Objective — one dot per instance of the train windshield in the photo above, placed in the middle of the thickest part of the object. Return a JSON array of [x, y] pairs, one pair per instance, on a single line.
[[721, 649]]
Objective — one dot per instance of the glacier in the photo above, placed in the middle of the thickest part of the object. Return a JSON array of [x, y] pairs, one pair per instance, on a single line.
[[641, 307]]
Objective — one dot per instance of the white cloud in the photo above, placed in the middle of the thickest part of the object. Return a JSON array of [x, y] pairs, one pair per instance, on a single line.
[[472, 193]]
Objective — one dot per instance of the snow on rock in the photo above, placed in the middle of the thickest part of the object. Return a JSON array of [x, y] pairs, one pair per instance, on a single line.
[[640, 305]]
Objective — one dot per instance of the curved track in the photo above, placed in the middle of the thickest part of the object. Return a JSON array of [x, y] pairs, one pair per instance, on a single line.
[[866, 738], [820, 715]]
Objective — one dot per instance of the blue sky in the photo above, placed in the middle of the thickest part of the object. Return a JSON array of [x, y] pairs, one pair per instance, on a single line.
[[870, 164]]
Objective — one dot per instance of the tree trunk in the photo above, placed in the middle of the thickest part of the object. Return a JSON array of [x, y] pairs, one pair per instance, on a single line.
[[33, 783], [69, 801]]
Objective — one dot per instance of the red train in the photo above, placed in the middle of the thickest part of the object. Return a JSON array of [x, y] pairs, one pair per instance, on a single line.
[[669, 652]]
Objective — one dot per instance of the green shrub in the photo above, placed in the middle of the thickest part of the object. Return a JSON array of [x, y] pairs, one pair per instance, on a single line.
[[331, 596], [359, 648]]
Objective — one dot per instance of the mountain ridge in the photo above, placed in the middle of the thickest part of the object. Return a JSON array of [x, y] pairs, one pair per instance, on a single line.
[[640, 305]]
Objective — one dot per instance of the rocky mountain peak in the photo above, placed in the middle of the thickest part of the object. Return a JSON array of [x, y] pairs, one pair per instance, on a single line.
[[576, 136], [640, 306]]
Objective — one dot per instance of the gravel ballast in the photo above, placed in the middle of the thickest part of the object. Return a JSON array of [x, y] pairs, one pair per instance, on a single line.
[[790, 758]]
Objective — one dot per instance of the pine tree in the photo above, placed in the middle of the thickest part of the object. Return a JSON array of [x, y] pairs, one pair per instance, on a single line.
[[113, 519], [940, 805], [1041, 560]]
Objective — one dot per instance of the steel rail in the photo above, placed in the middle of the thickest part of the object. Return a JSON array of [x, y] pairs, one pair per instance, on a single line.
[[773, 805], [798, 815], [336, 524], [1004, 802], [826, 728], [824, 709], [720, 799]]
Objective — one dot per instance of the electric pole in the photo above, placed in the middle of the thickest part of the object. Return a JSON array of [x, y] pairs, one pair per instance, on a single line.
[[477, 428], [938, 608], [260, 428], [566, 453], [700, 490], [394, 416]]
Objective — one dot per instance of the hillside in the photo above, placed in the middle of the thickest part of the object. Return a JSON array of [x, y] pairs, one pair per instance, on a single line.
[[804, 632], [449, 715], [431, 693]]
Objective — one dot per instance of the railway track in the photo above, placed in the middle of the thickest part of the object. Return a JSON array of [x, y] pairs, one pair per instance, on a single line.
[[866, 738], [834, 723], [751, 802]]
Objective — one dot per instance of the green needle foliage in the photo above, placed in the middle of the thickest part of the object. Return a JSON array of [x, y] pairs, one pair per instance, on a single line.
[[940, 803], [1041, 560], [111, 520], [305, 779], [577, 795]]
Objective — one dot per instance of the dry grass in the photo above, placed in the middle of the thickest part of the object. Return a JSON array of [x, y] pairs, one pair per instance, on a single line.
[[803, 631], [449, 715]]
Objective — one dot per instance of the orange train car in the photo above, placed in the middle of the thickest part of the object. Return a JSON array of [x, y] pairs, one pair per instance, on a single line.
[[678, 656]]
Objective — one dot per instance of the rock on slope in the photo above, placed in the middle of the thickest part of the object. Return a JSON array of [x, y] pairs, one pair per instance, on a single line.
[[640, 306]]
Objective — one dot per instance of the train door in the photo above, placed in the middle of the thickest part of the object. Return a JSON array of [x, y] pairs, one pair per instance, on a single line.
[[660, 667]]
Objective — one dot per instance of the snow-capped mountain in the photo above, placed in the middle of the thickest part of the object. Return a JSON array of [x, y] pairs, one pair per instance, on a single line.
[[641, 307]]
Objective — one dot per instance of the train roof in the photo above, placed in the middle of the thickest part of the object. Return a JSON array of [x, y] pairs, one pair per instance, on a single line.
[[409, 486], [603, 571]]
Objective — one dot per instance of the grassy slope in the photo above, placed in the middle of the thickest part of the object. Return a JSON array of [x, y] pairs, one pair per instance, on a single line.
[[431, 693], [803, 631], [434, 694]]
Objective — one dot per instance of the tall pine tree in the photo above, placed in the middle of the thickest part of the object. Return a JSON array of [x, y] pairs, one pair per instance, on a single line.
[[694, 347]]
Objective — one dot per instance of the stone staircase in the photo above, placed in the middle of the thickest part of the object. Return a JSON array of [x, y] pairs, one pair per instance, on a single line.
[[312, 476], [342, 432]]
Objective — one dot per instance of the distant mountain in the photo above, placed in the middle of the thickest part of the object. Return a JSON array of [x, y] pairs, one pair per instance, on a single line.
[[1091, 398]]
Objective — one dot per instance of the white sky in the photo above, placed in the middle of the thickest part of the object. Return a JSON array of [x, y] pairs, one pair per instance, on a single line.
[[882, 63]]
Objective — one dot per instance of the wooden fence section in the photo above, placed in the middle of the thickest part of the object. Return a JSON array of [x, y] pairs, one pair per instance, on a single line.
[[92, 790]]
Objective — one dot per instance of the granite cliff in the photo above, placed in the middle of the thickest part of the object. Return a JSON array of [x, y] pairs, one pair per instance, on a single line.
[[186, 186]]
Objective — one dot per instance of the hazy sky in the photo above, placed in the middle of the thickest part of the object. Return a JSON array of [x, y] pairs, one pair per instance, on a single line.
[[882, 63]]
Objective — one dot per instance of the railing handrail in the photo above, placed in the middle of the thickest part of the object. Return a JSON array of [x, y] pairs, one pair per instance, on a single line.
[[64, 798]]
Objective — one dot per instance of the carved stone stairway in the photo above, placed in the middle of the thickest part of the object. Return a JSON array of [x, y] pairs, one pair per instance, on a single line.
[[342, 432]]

————

Retype everything in the data from the line containing "Objective — one dot per instance of the train door" down to the line containing "[[660, 667]]", keeping both of those lines.

Objective — one dot per instance of the train door in the photo above, placed in the middle of the thickest part of the object. Return a JSON array of [x, y] pairs, one pair per instance, on a single line.
[[660, 667]]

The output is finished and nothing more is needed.